Return, word for word, every line that follows.

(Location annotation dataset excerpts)
________

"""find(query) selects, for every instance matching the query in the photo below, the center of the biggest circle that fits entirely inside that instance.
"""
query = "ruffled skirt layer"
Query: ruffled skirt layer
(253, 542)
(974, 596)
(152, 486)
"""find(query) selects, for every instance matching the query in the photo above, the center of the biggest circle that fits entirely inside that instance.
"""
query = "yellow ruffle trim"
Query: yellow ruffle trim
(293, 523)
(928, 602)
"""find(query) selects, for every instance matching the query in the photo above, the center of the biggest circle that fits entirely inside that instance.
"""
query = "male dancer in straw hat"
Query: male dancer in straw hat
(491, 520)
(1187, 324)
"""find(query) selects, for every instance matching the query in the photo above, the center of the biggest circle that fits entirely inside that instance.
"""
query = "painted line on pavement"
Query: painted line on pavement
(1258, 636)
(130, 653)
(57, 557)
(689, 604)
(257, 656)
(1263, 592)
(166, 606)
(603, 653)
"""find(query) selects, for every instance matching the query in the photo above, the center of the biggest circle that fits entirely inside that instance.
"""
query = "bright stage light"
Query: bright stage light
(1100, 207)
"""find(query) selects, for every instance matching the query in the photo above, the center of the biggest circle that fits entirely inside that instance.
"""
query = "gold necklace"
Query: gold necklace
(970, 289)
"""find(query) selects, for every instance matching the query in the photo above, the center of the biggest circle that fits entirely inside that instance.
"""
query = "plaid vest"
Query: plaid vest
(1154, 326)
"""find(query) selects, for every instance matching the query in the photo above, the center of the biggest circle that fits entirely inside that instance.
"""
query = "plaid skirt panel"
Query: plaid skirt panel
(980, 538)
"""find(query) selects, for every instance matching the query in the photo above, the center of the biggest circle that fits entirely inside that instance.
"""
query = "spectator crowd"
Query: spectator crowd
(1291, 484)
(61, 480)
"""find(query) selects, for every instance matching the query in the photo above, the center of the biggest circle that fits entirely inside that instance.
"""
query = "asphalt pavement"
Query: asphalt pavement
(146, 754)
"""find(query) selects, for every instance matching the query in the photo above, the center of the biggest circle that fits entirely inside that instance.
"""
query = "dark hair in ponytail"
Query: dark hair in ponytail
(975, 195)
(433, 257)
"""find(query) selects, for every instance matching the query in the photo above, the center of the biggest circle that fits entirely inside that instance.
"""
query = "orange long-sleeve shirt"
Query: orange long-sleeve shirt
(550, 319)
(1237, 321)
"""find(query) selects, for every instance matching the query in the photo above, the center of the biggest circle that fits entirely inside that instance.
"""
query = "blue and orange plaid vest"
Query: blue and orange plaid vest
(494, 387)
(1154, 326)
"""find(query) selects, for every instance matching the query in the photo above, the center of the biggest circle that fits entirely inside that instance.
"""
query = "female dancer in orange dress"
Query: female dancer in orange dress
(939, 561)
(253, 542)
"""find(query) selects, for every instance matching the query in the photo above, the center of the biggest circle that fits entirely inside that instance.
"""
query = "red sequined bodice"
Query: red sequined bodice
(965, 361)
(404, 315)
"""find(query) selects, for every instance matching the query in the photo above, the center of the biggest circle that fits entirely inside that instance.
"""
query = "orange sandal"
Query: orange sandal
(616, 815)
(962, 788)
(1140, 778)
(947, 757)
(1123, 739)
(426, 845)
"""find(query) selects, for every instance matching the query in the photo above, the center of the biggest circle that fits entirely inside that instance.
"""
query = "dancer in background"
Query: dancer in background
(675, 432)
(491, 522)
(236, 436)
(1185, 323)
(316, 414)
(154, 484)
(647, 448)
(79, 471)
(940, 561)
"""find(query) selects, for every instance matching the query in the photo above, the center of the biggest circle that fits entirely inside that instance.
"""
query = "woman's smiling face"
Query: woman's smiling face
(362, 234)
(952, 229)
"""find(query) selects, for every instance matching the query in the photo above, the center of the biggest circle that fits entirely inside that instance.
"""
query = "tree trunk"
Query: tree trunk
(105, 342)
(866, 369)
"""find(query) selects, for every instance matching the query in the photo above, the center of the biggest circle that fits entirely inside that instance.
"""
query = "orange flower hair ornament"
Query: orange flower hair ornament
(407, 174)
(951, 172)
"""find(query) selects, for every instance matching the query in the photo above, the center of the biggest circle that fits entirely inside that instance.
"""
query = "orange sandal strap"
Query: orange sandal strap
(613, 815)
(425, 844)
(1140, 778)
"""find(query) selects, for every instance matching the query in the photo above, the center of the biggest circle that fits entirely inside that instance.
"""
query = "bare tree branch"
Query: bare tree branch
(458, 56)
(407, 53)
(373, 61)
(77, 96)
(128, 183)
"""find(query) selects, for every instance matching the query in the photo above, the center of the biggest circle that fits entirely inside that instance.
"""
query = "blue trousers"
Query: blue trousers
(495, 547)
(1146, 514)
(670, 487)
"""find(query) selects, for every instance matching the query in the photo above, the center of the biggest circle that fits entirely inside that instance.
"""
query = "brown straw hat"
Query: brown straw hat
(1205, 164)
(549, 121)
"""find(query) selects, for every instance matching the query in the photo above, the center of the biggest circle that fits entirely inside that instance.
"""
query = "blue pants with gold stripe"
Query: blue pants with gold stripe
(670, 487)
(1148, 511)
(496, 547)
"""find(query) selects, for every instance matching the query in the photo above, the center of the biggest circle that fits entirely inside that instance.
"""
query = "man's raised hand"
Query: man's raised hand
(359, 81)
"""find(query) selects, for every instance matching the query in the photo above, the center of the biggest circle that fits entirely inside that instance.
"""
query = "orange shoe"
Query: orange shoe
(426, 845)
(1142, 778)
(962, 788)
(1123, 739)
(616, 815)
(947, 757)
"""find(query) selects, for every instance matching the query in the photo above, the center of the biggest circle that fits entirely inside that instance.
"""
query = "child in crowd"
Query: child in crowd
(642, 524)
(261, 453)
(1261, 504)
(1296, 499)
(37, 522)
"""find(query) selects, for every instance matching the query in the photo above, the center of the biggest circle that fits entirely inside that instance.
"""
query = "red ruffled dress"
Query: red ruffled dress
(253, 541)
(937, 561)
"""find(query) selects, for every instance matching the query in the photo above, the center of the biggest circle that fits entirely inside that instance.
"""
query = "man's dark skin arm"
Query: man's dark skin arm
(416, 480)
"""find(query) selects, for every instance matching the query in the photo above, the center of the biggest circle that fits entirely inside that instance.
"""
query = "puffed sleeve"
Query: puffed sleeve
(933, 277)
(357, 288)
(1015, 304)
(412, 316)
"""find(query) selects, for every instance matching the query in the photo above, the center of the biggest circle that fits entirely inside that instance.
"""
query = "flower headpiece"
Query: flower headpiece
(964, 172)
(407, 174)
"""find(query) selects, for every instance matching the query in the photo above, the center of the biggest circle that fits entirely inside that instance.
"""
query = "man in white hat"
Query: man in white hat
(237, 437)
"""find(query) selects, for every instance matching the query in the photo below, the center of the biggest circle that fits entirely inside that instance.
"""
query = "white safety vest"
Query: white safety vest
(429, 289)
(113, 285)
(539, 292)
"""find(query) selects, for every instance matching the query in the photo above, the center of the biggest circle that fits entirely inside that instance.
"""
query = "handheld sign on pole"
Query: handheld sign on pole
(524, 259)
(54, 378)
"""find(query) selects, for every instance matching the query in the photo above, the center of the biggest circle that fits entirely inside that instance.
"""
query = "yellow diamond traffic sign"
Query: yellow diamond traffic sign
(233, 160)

________

→ Answer to this exercise
"""find(query) selects, for every instance matching the query in the photo below, the center of the biggest circle that fits entirely inside that instance.
"""
query = "ruffled skirt layer"
Query: ruffled skirt layer
(253, 542)
(974, 596)
(152, 486)
"""find(query) selects, for every instance matching the query in the photo above, the center of the biggest circle that fits entirely inside that instance.
"""
query = "yellow ruffle trim"
Query: yellow ruffle trim
(293, 523)
(928, 602)
"""find(query) selects, for every instance matching the query in the photo above, the center of the biggest circle that fits entirely inside that instance.
"""
query = "male dancer in straw hat"
Query: male dancer in straw hat
(491, 520)
(1187, 324)
"""find(query) selects, for every instance matching the query in the photo above, the center of the biggest circle that fits entirely inside that instance.
"""
query = "painted line on pavement"
Query: painted line on pavement
(1258, 636)
(130, 653)
(57, 557)
(689, 604)
(257, 656)
(1263, 592)
(166, 606)
(603, 653)
"""find(query) selects, for every instance matching the query in the photo above, the center of the biggest circle that fits entirely inside that instance.
"""
query = "bright stage light"
Query: bright stage light
(1100, 207)
"""find(query) selects, for every instance matching the query in the photo above, the center of the biggest circle that fits entirely inside that instance.
"""
query = "gold necklace"
Query: gold necklace
(970, 289)
"""find(query) selects, for every instance matching the query in the photo above, the center of the biggest circle that fits entirely inside that instance.
"""
query = "plaid vest"
Query: plaid vest
(1154, 326)
"""find(query) selects, for every instance matching the query in the photo above, the center of the biggest circle that fits entirely inside that instance.
"""
query = "plaid skirt panel"
Query: plaid skirt panel
(980, 538)
"""find(query) selects, for every instance matching the query in the photo above, the center of the biggest circle that fits entirely inside that instance.
"""
query = "spectator crowd"
Query: spectator crowd
(1291, 484)
(61, 480)
"""find(query) selects, for every instance matching the query in the photo above, the center of the biggest circle that fits entirely inside that instance.
"""
query = "asphalt pavement"
Query: asphalt pavement
(146, 754)
"""find(query) selects, for every instance matching the query in the photo above, the center of the biggest circle that fits entirely inside that instance.
"""
query = "dark hair in ponytail"
Query: dark hair in ponytail
(975, 195)
(433, 257)
"""find(query) selects, for every instance matching the query in the photo above, the center of the biggest circle that fits entirely inside that instance.
"""
query = "orange long-sleeve shirt"
Query: orange long-sleeve shirt
(550, 319)
(1237, 321)
"""find(query) selects, for every instance matching the query in the photo above, the center of the biggest circle that fits entirely inside that instance.
"""
query = "blue and orange plaid vest"
Query: blue and orange plaid vest
(494, 387)
(1154, 326)
"""find(query) selects, for every instance matching the query in the photo above, the center of the biggest circle that fits entirely inside that instance.
"""
query = "female dancer in orange dress"
Query: female dancer in orange dress
(939, 561)
(253, 542)
"""find(query) selects, for every instance matching the query in the photo above, the center of the biggest circle that fits entirely inside that instance.
"""
query = "red sequined bodice"
Query: red sequined bodice
(965, 361)
(404, 315)
"""find(query) selects, for every instance matching the query in the photo above, the center of the biggest circle that fits entirely inside that instance.
"""
query = "orange sandal"
Query: orange sandal
(616, 815)
(962, 788)
(1140, 778)
(947, 757)
(1123, 739)
(426, 845)
"""find(query) selects, for every instance matching the query in the photo above, the center of the biggest circle that fits entirely inside that instance.
"""
query = "dancer in background"
Query: dancer in background
(675, 432)
(491, 522)
(236, 436)
(1185, 323)
(316, 414)
(154, 484)
(647, 448)
(79, 471)
(940, 561)
"""find(query) selects, for every instance matching the query in the photo above, the center of the biggest circle that fits entirely inside that instance.
"""
query = "woman's smiling face"
Query: woman's smiling face
(362, 234)
(952, 229)
"""find(query) selects, for every instance matching the query in the photo above, the center of the biggest circle that fits entirely inside that instance.
"""
query = "tree trunk"
Query: tree trunk
(105, 342)
(866, 369)
"""find(query) selects, for every instance matching the query in the photo above, the center of the biggest circle that fits entirely inside that instance.
"""
query = "orange flower hair ornament"
Query: orange flower hair ornament
(407, 174)
(951, 172)
"""find(query) selects, for every instance matching the query in the photo above, the center of the biggest circle that fits entirely inside that instance.
"""
query = "orange sandal strap"
Query: orange sandal strap
(613, 815)
(425, 844)
(1140, 778)
"""find(query) selects, for every instance matching the query in the photo above, the center of the biggest circle that fits entirely inside that instance.
"""
query = "bare tree branch"
Query: bare tree branch
(458, 56)
(407, 53)
(373, 61)
(77, 96)
(128, 183)
"""find(query) selects, for every instance matching the query in the photo above, the center of the biggest circle that fits entirely inside that instance.
"""
query = "blue trousers"
Query: blue trousers
(495, 547)
(1146, 514)
(670, 487)
"""find(query) selects, for every instance matching the query in the photo above, the center of the biggest circle that fits entirely inside that instance.
"""
query = "brown straw hat"
Query: brown straw hat
(1205, 164)
(549, 121)
"""find(query) selects, for every instance matching the query in the photo above, the center of the biggest circle that fits entirely inside that instance.
"""
query = "blue pants with gold stripe"
Query: blue pants with gold stripe
(670, 487)
(1148, 511)
(496, 547)
"""find(query) selects, for every instance matching the query in the photo above, the center of the biggest circle that fits entirely inside that instance.
"""
query = "man's raised hand"
Query: man's raised hand
(359, 81)
"""find(query) selects, for every instance matching the query in the photo above, the center of the biggest circle that fits entirely inside that instance.
"""
query = "orange shoe"
Query: orange shoe
(426, 845)
(1142, 778)
(962, 788)
(1123, 739)
(616, 815)
(947, 757)
"""find(query) selects, for every instance matching the query in the photo above, the center of the biggest circle that fits entirely inside that instance.
"""
query = "child in crowd"
Query: child in crowd
(642, 524)
(261, 453)
(1261, 504)
(1296, 499)
(37, 522)
"""find(query) selects, for every instance matching the query in the photo above, the center of the biggest circle that fits entirely inside that instance.
"""
query = "red ruffled dress"
Query: red ruffled dress
(253, 541)
(937, 561)
"""find(query) selects, for every instance matching the query in the photo above, the center of the biggest circle that fits entirely inside that instance.
"""
query = "man's dark skin arm"
Query: man's dark skin arm
(416, 480)
"""find(query) selects, for every instance matching the query in the photo above, the center of the biggest circle that fits entirely inside that instance.
"""
query = "puffed sleeve"
Query: puffed sleeve
(933, 277)
(357, 288)
(1015, 304)
(412, 316)
"""find(query) selects, for every instance matching the query in the photo above, the center of the biggest circle that fits entirely inside that instance.
"""
query = "flower headpiece"
Query: flower headpiece
(964, 172)
(407, 174)
"""find(query) selects, for every instance matching the query in the photo above, the center of the biggest circle that fits entirely inside that instance.
"""
query = "man in white hat"
Query: man in white hat
(237, 437)
"""find(query) selects, for every instance matching the query in the photo below, the center of the biggest circle that fits entirely inside that instance.
"""
query = "white safety vest"
Query: white safety vest
(429, 289)
(113, 285)
(539, 292)
"""find(query) selects, for every instance matching the query in the photo above, the center of the biggest circle that fits entirely inside that instance.
"""
query = "handheld sign on pole"
Query: handheld sign on pole
(524, 259)
(54, 378)
"""find(query) selects, for every instance matching the query in the photo above, the center of the biggest circle that fits entirely inside that instance.
"""
query = "yellow diamond traffic sign"
Query: yellow diamond traffic sign
(233, 160)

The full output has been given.